**Problem statement**
Lines before the one containing "[locate] asphalt pavement" are excluded; reproduce that line and all lines after it in the entries below, exactly.

[Point annotation dataset records]
------------

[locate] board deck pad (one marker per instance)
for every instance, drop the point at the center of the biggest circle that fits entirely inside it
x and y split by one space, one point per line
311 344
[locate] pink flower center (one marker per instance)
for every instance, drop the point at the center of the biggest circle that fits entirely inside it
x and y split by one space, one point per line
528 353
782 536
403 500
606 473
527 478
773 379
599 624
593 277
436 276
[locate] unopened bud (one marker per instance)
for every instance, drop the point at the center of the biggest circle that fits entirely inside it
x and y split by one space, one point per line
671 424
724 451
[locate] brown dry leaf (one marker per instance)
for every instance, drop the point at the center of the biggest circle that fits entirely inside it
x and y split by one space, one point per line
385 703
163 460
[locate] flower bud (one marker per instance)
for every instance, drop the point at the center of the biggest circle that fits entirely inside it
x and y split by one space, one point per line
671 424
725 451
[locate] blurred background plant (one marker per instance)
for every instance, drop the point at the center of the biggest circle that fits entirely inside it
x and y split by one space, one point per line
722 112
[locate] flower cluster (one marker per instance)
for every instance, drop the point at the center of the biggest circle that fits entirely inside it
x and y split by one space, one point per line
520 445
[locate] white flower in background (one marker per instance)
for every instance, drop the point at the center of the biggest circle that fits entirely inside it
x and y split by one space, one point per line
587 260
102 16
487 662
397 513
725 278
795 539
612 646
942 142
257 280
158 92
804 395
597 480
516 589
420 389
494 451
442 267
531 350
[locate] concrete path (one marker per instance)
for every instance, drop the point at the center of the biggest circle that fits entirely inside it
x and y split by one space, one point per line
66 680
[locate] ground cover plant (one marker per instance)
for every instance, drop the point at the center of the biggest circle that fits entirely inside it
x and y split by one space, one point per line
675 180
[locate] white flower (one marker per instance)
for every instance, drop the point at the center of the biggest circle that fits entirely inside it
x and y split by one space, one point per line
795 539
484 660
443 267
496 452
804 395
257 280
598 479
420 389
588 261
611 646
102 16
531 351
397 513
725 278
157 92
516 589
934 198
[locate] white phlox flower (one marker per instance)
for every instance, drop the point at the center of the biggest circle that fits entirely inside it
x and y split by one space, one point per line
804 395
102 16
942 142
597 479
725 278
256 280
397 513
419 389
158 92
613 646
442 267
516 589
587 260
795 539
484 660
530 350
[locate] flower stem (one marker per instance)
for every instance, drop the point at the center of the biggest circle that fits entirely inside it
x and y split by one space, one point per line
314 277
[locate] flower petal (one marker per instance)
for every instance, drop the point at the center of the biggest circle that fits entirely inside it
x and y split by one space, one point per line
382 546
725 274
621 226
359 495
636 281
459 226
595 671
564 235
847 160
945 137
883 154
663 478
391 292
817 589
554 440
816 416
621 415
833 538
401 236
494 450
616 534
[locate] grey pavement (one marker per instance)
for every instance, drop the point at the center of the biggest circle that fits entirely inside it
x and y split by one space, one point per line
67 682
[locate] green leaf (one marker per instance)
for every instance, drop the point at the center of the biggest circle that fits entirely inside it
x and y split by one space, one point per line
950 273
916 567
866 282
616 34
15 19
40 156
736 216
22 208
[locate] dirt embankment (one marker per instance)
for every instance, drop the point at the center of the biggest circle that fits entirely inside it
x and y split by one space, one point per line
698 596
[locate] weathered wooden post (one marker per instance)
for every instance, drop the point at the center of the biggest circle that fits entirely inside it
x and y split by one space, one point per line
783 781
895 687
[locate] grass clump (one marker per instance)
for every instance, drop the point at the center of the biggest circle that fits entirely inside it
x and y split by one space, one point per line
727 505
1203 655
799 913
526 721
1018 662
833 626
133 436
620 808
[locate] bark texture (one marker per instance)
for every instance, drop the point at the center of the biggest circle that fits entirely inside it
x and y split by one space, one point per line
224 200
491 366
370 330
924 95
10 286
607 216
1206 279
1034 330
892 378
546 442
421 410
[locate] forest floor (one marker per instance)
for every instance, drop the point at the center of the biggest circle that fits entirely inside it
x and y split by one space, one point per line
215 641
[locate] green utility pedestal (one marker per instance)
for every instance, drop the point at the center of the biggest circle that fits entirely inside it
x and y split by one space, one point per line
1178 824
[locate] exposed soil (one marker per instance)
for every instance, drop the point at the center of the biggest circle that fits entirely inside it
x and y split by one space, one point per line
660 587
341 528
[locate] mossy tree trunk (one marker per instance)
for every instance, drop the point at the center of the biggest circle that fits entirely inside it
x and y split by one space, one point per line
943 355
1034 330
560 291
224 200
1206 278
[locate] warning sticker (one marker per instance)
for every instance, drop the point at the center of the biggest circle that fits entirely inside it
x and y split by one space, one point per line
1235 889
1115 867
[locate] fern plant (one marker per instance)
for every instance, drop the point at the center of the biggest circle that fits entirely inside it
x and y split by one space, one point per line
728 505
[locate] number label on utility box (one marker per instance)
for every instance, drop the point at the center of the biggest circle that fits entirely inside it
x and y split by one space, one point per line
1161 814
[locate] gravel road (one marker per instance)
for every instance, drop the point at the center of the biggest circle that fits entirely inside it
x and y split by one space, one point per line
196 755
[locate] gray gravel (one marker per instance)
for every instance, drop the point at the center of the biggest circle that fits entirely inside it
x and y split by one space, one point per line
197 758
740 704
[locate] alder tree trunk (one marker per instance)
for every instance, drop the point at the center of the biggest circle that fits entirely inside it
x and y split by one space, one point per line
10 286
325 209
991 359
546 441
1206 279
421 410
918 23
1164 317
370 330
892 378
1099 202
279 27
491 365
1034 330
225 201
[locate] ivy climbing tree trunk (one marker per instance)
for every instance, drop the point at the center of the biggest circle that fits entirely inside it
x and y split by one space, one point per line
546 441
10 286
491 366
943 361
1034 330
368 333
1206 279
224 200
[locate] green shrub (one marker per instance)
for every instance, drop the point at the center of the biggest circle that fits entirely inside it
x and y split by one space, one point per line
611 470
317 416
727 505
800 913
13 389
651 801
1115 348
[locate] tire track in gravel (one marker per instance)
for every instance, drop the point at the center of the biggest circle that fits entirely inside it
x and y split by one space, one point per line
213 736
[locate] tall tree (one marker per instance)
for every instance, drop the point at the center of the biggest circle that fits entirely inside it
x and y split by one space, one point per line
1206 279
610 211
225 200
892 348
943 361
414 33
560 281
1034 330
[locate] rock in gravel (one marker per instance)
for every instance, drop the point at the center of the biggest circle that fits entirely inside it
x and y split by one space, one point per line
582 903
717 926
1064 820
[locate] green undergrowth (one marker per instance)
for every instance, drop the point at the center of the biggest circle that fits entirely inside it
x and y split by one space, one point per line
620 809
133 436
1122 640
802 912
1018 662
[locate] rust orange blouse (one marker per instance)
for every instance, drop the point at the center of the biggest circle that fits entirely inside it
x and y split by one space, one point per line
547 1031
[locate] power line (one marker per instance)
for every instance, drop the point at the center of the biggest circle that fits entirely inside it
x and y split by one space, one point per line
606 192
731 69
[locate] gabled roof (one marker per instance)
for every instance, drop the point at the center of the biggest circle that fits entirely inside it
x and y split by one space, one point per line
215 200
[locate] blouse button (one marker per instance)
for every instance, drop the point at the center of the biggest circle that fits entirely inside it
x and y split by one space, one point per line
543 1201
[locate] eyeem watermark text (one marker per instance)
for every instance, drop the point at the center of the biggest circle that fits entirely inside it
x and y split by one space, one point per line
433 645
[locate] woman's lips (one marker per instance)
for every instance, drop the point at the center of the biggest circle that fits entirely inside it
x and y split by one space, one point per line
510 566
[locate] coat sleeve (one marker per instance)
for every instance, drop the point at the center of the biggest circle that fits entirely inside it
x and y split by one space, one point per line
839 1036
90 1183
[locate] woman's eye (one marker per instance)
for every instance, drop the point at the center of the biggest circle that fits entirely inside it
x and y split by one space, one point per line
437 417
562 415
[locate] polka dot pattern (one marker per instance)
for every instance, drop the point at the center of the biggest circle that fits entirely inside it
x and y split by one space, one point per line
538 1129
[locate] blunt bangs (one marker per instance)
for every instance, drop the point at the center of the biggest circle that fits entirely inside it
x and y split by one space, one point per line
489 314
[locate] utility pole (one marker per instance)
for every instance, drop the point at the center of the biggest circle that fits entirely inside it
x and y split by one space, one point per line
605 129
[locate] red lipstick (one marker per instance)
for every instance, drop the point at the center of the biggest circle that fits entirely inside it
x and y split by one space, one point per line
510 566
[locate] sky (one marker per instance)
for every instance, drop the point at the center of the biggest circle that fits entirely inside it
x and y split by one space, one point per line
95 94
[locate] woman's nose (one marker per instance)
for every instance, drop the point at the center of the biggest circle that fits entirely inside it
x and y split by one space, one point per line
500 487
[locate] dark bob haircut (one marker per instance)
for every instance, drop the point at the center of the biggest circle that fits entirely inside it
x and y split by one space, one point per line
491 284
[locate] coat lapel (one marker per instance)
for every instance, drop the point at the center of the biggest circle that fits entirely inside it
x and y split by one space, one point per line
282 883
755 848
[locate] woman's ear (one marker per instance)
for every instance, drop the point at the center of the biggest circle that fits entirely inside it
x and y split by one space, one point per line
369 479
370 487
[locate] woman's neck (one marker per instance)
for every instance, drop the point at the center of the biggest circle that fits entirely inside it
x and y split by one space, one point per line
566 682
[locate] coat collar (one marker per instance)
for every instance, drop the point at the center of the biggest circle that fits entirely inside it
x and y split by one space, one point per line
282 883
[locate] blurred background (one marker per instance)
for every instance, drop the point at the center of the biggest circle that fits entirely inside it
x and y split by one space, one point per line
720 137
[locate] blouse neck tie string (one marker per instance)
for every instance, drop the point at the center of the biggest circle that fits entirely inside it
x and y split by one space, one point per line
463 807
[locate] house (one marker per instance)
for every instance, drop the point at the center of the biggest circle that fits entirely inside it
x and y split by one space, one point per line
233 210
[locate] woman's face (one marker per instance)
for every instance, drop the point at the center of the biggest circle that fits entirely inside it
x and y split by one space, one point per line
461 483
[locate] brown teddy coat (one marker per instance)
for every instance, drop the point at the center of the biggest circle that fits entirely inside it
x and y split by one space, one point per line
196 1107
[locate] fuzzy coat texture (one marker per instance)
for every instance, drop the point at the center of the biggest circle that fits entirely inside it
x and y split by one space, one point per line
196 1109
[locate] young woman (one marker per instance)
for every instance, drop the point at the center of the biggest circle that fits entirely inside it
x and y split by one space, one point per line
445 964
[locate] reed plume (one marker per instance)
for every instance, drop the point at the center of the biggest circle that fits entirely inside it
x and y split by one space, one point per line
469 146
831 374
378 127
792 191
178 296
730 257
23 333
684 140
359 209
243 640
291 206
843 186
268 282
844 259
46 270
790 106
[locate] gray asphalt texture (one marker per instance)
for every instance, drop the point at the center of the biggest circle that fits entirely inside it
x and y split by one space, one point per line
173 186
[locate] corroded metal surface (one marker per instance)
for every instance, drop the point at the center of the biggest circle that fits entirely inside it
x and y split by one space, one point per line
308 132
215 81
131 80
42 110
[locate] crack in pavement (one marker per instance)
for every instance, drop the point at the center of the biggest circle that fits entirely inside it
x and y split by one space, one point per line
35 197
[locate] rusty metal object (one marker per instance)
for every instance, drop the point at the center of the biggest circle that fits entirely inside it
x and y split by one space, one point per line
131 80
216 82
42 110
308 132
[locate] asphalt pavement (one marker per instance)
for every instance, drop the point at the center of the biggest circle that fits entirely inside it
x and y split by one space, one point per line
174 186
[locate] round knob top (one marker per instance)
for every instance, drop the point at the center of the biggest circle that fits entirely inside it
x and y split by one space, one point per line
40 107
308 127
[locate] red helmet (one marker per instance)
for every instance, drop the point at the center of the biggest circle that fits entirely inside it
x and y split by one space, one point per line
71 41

------------

**Result of this task**
[locate] asphalt pavement (one marker per instance)
for every instance, drop the point at the center of the biggest circle that fits entirely inside it
x and y split by one space, one point per line
174 186
[locate] round knob top (one marker per instance)
for every instance, drop the point at the center of the biggest circle that fits entirely inside it
x and y split by one space, one point per line
40 107
308 127
[locate] red helmet (one marker per instance)
for every instance, drop the point at the center of the biggest circle that fits entirely inside it
x and y split by one space, one point per line
71 41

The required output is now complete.